● Goal of the exercise:
The data below needs to be returned exactly, line for line.
[Start Task inputs]
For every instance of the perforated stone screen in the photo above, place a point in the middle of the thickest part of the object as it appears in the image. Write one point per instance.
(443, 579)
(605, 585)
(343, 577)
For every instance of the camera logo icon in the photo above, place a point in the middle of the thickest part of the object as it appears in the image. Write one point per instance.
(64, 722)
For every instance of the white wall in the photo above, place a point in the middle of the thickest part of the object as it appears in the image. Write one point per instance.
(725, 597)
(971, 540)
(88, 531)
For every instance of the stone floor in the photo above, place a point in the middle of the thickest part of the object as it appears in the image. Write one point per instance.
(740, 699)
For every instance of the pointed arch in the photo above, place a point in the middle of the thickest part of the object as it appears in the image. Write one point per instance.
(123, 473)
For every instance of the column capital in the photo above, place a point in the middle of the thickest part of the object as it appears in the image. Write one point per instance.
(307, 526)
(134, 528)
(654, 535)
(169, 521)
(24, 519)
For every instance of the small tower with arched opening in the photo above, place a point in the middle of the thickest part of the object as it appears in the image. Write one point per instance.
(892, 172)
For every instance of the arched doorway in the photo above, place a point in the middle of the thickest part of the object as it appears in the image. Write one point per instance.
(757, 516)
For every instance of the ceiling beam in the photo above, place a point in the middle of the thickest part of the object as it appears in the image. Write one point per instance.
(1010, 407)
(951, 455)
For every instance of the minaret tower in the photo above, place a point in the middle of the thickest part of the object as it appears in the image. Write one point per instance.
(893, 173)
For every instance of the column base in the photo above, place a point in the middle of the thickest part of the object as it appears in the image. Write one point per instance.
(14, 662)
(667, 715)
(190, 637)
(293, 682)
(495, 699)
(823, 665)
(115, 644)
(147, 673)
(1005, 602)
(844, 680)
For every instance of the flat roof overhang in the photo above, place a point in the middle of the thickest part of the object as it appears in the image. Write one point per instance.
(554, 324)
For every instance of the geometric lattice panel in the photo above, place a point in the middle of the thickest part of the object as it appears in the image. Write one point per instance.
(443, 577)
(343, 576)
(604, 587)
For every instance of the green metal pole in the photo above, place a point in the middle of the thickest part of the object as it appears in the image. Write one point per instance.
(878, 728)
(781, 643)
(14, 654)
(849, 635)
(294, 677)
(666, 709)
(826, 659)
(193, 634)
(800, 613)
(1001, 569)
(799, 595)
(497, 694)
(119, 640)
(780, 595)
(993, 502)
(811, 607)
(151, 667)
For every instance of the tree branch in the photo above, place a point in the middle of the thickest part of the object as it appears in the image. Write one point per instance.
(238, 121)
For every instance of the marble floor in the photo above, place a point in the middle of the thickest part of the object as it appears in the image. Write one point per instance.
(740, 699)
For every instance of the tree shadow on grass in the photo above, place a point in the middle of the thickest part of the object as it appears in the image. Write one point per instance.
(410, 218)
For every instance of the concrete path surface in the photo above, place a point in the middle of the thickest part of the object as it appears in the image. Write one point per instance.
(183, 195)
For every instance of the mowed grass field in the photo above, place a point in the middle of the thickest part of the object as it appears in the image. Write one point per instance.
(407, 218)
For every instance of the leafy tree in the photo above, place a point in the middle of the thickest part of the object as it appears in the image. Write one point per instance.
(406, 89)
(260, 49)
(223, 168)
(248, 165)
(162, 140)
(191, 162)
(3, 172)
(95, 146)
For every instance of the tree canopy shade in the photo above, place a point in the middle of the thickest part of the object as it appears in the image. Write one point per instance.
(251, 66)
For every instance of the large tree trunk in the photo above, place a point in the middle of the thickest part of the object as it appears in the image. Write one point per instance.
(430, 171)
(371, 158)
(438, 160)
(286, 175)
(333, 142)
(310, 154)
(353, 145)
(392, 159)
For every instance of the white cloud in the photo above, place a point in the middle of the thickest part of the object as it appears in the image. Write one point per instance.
[End Task inputs]
● Solution:
For every instance of the perforated stone screen in the photo above, place a point in the middle of the thickest part of the object as it appears in the image. Write one point per instance.
(443, 579)
(605, 585)
(343, 577)
For every instance of the camera logo icon in the photo above, place a point in the middle of the thickest part of the object as it appears in the image. Write one point per instance.
(64, 722)
For every instance of the white wall in the photo above, place a point in the middle of the thickest part of the object as it appears in the image. Write one point per instance.
(725, 597)
(971, 540)
(88, 531)
For every instance of the stone floor in the photo above, place a point in the middle of the thickest part of the object as it appears in the image. Write one point per instance.
(740, 699)
For every instance of the pointed arch in the photo above, place a point in the middle of the thickest part of the object as it appears in the image. Write one point per instance.
(123, 473)
For every instance of the column capital in the photo above, place a point in the middle of the thickest part of the object as it appears in the image. Write one point per instance.
(307, 526)
(134, 528)
(654, 535)
(169, 521)
(24, 519)
For every instance of the small tower with arched opening in the photo above, place a point in the middle of the thickest part of the object as it appears in the image. Write one point per instance.
(892, 172)
For every instance of the arched doorway in the photo above, place a point in the middle of the thickest part of the object as it appears in the image. Write one point per instance.
(757, 516)
For every instance of the ceiling beam in the photo above, place a point in the middle of the thickest part of the object as it appears in the image. Write one point per instance.
(1010, 407)
(951, 455)
For every instance of the minaret tower in the photo above, place a point in the middle of the thickest part of the object as it appears in the image. Write one point per instance.
(893, 173)
For every instance of the column base in the photo above, place a point in the middle of the thickest part of the object as it appears in the image. Write one point per instance.
(14, 662)
(667, 715)
(190, 637)
(293, 682)
(495, 699)
(823, 665)
(115, 644)
(147, 673)
(1005, 602)
(844, 680)
For every instance of the flat roof overhang in the photo above, place a point in the middle of the thickest part of the object as it appears in the image. Write one point per instance.
(554, 324)
For every instance of the geometric lattice panel in the photo above, place a point in the middle of the thickest part of the object as it appears in the image. Write one point per instance.
(443, 577)
(343, 576)
(604, 587)
For every instance of the green metal pole in the photo above, place a point in the middle of the thickest part of the object as it appears in the image. Write one point per instance.
(878, 728)
(781, 643)
(14, 654)
(849, 635)
(294, 677)
(666, 709)
(826, 659)
(193, 634)
(800, 613)
(1001, 569)
(799, 595)
(497, 694)
(119, 640)
(780, 595)
(993, 502)
(811, 607)
(151, 667)
For every instance of the tree branch in the photo above, place a point in the middle of the thickest part of the object as it appears in the image. Write one point per instance.
(238, 121)
For every instance of the marble floor in the photo above, place a point in the middle of the thickest part of the object as it appears in the image. Write one point per instance.
(740, 699)
For every instance of the tree shadow on grass in the photo above, place a point in the middle of the thickest part of the object as it appears in the image. Write one point per instance.
(410, 218)
For every instance of the concrete path surface in the photo above, place a point in the middle of the thickest part of the object as it appears in the image. Write one point per instance.
(183, 195)
For every instance of the mowed grass field in the photo above, place a point in the middle of the thickest part of the object as it appears in the image. Write one point per instance.
(407, 218)
For every instance of the leafy tree in the photo above, place a point in the middle of the thickest part of the object as it appears in the image. Write one point per instance.
(406, 89)
(260, 49)
(223, 168)
(248, 165)
(162, 140)
(191, 162)
(3, 172)
(95, 146)
For every instance of the tree canopy shade in the photo above, place a point in the middle of the thickest part of the object as it appears in the image. Write one point per instance.
(251, 66)
For every instance of the large tree trunk in the photo above, place a point in the middle of the thickest part of the object as it appears in the image. Write one point per instance.
(430, 171)
(371, 158)
(438, 160)
(286, 175)
(333, 142)
(310, 154)
(353, 145)
(392, 159)
For every instance of the white cloud in the photo above, place a point in the middle of the thickest part of the object as it appears in the image. Write one point per instance.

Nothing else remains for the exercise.